_SUPPLIED DATA:_

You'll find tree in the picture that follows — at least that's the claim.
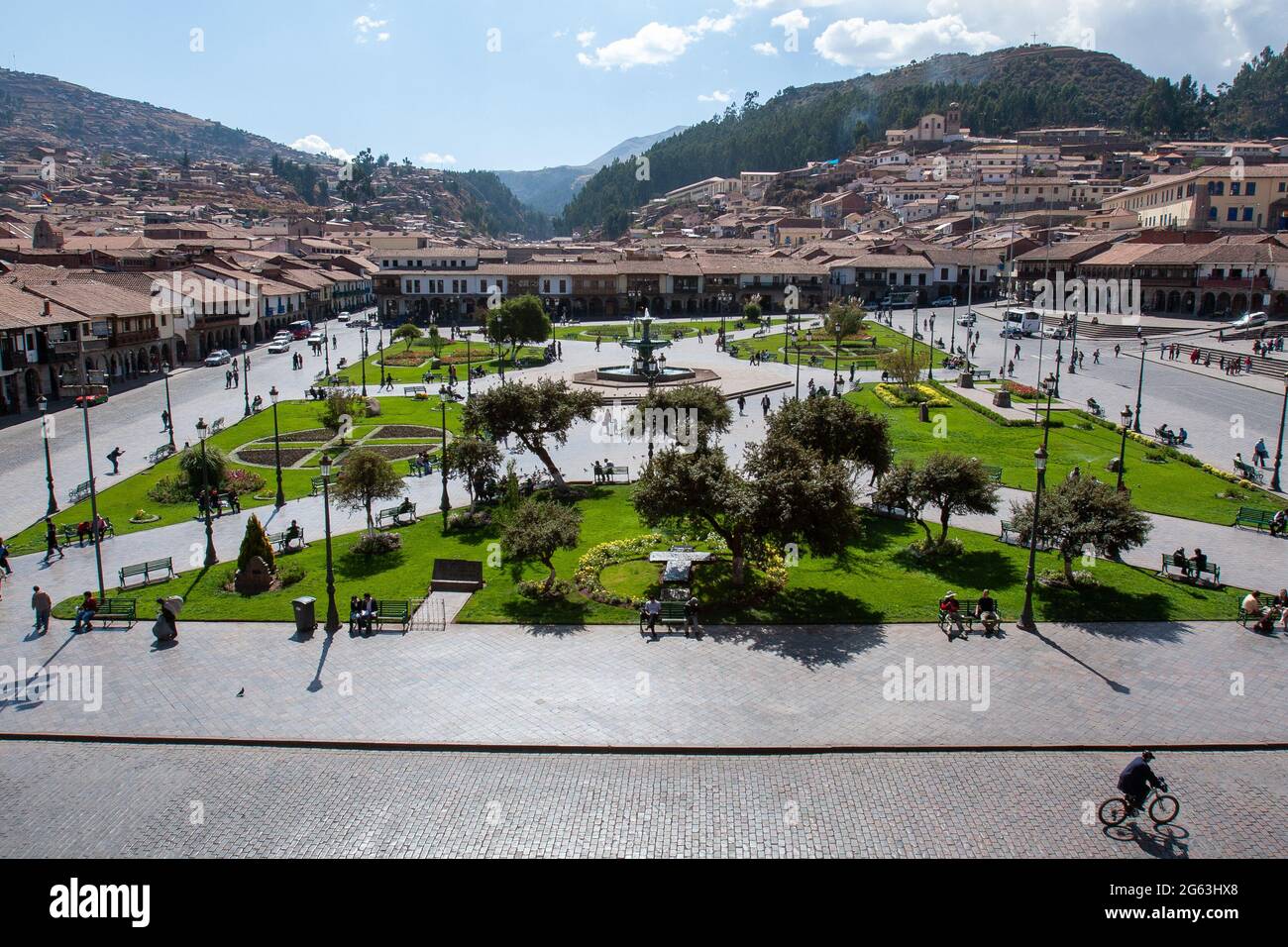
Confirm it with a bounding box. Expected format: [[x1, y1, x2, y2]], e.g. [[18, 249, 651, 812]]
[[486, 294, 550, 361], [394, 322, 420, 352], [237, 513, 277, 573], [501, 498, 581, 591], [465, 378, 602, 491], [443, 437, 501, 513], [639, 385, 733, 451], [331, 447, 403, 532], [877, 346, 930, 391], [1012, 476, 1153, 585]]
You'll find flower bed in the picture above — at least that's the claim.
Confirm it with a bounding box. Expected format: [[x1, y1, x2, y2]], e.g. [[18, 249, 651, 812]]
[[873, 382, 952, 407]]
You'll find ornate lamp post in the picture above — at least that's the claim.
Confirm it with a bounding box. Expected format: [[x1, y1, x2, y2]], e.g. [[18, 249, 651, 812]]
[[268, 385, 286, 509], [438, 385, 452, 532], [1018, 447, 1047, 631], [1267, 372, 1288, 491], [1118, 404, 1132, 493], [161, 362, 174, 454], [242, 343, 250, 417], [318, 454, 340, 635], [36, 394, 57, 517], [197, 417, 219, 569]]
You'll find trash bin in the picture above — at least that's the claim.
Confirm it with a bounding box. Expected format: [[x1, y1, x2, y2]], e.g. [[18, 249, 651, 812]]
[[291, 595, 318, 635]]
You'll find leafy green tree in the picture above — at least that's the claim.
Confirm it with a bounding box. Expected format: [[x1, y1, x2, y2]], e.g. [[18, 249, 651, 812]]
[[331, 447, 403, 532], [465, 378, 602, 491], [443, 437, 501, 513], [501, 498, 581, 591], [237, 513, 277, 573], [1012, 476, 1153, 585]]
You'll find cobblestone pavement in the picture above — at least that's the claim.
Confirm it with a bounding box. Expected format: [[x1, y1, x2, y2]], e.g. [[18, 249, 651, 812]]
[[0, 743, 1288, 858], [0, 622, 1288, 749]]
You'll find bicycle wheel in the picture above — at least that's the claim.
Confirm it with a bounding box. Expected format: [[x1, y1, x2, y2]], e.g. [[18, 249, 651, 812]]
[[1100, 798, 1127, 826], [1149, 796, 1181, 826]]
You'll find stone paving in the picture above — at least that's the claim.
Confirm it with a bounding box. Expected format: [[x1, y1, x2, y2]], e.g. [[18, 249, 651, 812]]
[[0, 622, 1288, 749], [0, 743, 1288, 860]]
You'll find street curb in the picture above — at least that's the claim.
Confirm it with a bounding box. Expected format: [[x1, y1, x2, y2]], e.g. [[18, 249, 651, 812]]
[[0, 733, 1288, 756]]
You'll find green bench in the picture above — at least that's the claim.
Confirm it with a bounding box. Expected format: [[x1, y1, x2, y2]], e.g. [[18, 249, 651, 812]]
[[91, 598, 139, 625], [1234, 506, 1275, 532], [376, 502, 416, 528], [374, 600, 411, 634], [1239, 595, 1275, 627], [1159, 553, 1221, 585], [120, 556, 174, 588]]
...
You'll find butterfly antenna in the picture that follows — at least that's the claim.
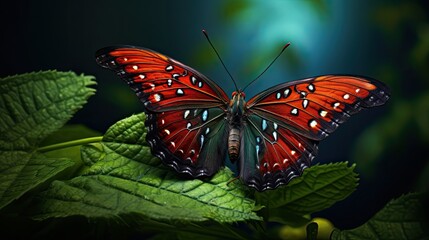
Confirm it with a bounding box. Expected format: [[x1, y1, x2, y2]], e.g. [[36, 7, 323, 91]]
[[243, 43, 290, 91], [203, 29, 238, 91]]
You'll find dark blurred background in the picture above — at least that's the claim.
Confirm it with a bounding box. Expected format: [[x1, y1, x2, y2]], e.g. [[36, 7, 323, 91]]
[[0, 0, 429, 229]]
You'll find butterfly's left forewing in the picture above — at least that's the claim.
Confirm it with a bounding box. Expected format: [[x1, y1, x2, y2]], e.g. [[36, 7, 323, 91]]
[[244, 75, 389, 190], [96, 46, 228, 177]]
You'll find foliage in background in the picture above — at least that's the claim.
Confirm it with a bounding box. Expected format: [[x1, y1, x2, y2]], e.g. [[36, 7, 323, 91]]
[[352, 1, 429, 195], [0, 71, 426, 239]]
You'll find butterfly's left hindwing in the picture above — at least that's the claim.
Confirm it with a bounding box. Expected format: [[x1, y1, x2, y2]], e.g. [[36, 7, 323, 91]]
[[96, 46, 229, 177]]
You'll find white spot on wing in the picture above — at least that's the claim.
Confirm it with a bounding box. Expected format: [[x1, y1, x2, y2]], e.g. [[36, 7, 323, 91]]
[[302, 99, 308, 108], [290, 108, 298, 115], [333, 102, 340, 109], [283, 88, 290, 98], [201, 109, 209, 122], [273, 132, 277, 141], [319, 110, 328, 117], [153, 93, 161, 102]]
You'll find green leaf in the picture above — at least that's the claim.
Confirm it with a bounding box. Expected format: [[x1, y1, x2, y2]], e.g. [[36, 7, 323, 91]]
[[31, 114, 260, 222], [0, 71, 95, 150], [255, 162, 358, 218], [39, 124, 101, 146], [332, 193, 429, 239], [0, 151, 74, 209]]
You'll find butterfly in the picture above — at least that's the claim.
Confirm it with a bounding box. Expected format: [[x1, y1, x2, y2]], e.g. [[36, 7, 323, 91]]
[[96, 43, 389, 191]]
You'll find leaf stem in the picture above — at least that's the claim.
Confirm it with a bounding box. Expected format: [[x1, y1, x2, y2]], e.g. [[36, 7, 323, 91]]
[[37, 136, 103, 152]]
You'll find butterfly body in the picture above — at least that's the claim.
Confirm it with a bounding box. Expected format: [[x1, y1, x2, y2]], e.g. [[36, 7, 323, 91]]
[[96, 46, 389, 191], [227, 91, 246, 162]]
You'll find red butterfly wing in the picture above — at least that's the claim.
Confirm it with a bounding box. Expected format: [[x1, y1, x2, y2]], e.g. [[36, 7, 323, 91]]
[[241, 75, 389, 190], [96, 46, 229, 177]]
==
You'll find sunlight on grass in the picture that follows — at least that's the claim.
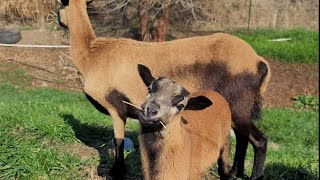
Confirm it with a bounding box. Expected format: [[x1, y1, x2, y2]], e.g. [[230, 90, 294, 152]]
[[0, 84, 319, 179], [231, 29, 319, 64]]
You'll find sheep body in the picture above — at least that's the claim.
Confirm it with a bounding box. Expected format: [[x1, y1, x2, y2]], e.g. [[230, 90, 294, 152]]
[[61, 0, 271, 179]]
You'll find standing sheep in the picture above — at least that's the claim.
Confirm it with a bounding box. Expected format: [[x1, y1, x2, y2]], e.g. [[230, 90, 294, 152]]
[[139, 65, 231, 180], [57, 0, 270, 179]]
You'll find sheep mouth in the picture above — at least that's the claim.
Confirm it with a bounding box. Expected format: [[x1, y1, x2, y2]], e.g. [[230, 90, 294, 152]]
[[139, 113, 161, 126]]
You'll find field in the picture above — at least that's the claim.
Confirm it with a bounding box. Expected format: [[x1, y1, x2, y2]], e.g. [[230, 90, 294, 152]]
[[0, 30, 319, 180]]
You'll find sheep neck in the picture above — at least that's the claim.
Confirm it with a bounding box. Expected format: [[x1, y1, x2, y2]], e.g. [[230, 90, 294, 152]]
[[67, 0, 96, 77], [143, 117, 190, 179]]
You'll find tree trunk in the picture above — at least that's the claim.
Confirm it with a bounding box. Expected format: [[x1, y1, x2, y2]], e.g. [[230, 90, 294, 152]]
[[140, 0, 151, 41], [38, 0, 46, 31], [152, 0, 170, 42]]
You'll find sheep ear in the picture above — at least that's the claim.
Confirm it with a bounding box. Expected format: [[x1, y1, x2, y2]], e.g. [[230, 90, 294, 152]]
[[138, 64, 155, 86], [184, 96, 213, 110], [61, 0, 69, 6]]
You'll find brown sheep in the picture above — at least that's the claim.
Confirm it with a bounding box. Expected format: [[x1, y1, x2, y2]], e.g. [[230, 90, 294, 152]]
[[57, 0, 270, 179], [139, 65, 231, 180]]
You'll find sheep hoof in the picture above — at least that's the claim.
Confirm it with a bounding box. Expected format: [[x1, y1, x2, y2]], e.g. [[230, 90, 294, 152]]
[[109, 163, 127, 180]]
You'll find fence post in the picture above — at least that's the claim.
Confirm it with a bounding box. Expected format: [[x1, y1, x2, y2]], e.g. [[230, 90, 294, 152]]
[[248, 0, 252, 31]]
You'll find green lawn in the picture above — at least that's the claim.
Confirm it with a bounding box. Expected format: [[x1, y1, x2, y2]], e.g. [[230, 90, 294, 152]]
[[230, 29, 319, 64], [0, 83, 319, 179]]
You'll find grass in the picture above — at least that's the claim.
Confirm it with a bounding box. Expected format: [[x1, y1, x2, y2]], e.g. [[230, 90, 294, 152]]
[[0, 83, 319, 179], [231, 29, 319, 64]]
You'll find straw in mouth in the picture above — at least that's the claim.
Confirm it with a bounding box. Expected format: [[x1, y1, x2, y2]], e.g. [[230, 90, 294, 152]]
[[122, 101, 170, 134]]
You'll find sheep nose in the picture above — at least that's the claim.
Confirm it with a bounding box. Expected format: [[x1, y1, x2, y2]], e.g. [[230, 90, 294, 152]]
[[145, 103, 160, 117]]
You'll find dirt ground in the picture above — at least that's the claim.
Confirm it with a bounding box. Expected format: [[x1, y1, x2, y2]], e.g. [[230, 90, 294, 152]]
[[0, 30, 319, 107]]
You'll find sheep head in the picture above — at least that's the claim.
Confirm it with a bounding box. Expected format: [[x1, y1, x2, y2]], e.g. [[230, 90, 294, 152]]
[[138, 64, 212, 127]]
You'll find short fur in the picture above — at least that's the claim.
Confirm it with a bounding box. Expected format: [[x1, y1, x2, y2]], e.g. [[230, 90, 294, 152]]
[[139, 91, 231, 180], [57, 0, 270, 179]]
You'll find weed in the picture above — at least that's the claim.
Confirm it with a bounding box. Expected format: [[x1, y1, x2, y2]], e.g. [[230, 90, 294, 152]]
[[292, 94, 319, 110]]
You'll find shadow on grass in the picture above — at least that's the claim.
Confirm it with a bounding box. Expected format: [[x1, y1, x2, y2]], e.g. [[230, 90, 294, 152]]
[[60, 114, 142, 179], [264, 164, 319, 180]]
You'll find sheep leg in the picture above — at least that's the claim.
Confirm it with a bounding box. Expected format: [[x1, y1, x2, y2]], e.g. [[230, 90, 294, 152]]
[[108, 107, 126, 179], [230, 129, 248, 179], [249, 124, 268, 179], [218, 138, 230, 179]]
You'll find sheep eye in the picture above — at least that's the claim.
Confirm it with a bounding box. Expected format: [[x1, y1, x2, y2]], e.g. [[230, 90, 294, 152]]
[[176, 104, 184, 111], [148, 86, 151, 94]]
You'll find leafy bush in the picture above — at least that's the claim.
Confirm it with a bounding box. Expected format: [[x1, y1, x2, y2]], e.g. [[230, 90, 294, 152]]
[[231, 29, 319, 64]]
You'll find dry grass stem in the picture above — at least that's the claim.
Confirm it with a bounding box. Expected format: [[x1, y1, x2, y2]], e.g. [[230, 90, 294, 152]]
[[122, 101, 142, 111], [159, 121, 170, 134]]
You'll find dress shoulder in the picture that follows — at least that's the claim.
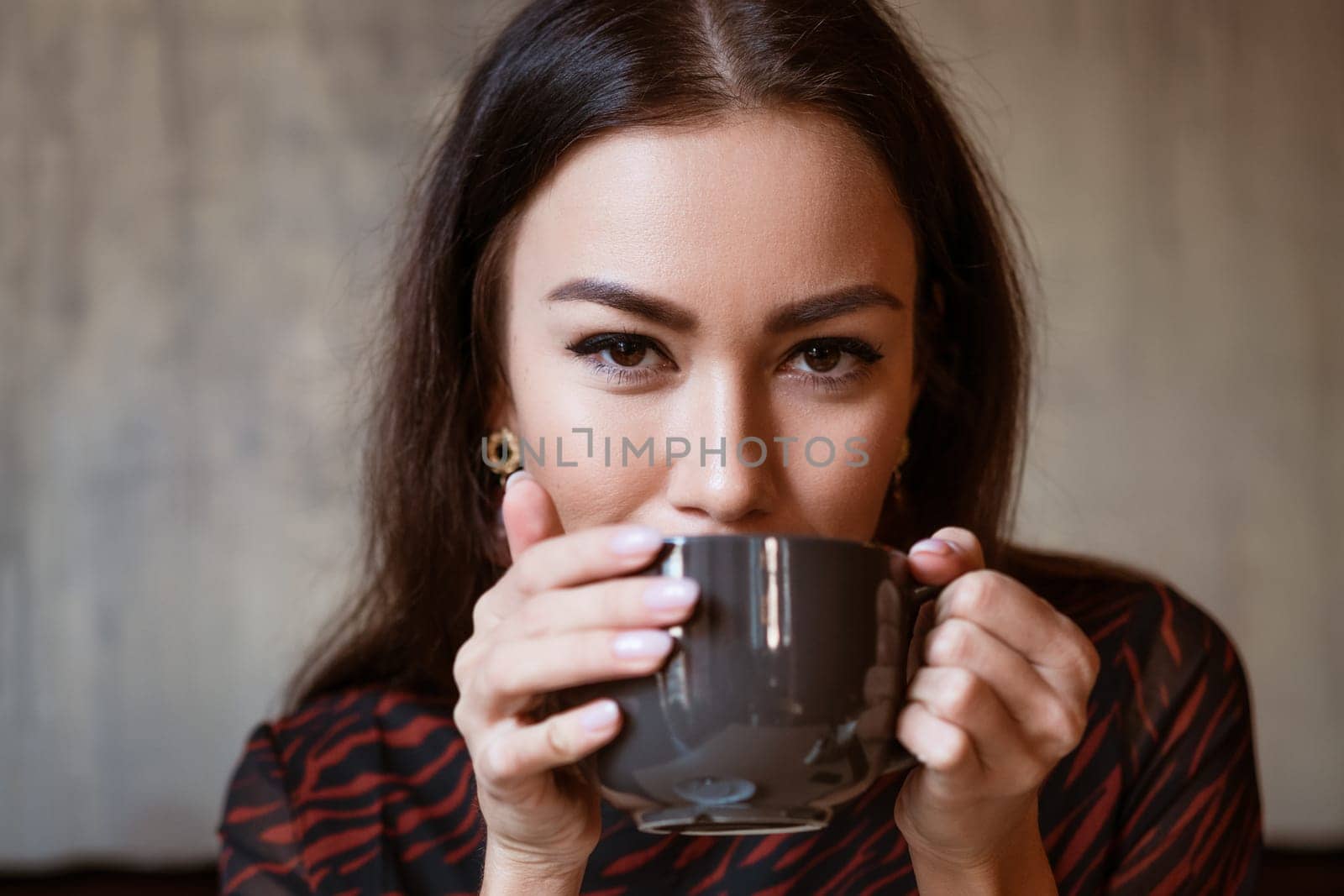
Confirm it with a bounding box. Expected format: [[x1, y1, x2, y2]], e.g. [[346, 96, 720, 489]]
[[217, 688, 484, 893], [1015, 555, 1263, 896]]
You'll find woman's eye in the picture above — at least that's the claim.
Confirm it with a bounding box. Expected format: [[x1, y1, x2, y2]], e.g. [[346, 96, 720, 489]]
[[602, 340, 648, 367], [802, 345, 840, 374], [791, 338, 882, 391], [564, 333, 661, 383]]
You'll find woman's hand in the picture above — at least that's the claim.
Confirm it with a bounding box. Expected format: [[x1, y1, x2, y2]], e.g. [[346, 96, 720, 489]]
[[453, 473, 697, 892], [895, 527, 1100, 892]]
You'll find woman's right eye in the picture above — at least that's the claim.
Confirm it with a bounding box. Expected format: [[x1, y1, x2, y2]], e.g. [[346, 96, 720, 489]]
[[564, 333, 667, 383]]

_TASK PROMPT:_ Can you write out the lines again, from the line containing "You'll find sheep body" through the line containing "[[139, 65, 231, 180], [57, 0, 270, 179]]", with "standing sheep" swapped for "grazing sheep" and nothing else changed?

_WRITTEN SOLUTION:_
You'll find sheep body in the picture above — at least that's the claim.
Confirm it with a bounding box. Expected format: [[x1, y1, x2, y2]], e.g. [[230, 90, 294, 152]]
[[61, 0, 271, 179]]
You'll find grazing sheep in the picture above — at least that's the claim.
Confirm it with a bounding box. Expected format: [[x1, y1, x2, y2]], e.g. [[230, 90, 294, 152]]
[[139, 65, 231, 180], [57, 0, 270, 179]]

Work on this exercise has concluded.